> [PROBLEMS TO WORK ON]:
- a) Transcribe the part of the wafer loader passage that runs from "In addition to" up to and including "ambient temperature thereof.".
- b) Answer these questions using the wafer loader passage:
(i) What material were the carry arms, positioning table, and turn table made of?
(ii) Where does the reticle loader system set a reticle after taking it out of a reticle case?
(iii) What could be degraded when vibration from carrying the wafer reaches the wafer stage?
=== DOCUMENT ===
In the above wafer loader system 12, the carry arm 20, carry arm 19A, carry arm 19B, arm 23a, arm 24a, random access members 14A, 14B, positioning table 16, and turn table 17 each were made of alumina ceramics, (containing 95 or more % of Al2O3), and plastic storage shelves (which can store twenty five wafers) mainly used in actual processes have been used as a substitute for the wafer storage shelves 22A and 22B.
In addition to the wafer loader system 12, a reticle loader system (not shown) was also set on the vibration-proof table 8. The reticle loader system is arranged to take a desired reticle out of a reticle case and to set it at the exposure position.
In the conventional technology as described above, because the wafer loader system 12 was set together with the wafer stage 10 on the vibration-proof table 8, vibration occurring upon carrying the wafer by the wafer loader system 12 was transferred to the wafer stage 10, which could degrade the positioning accuracy of wafer stage 10.
Since the wafer loader system or the reticle carrying system and the wafer stage 10 are set in the same chamber 1 actuation of the carrying mechanism can allow allowed dust to be mixed about the wafer stage 10 and can change the ambient temperature thereof.
=== GIVEN INFORMATION ===
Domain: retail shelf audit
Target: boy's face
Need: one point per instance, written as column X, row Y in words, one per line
===
> [OUTPUTS BY TASK]:
- a)
In addition to the wafer loader system 12, a reticle loader system (not shown) was also set on the vibration-proof table 8. The reticle loader system is arranged to take a desired reticle out of a reticle case and to set it at the exposure position.
In the conventional technology as described above, because the wafer loader system 12 was set together with the wafer stage 10 on the vibration-proof table 8, vibration occurring upon carrying the wafer by the wafer loader system 12 was transferred to the wafer stage 10, which could degrade the positioning accuracy of wafer stage 10.
Since the wafer loader system or the reticle carrying system and the wafer stage 10 are set in the same chamber 1 actuation of the carrying mechanism can allow allowed dust to be mixed about the wafer stage 10 and can change the ambient temperature thereof.

- b)
(i) Alumina ceramics containing 95 or more % of Al2O3.
(ii) At the exposure position.
(iii) The positioning accuracy of wafer stage 10.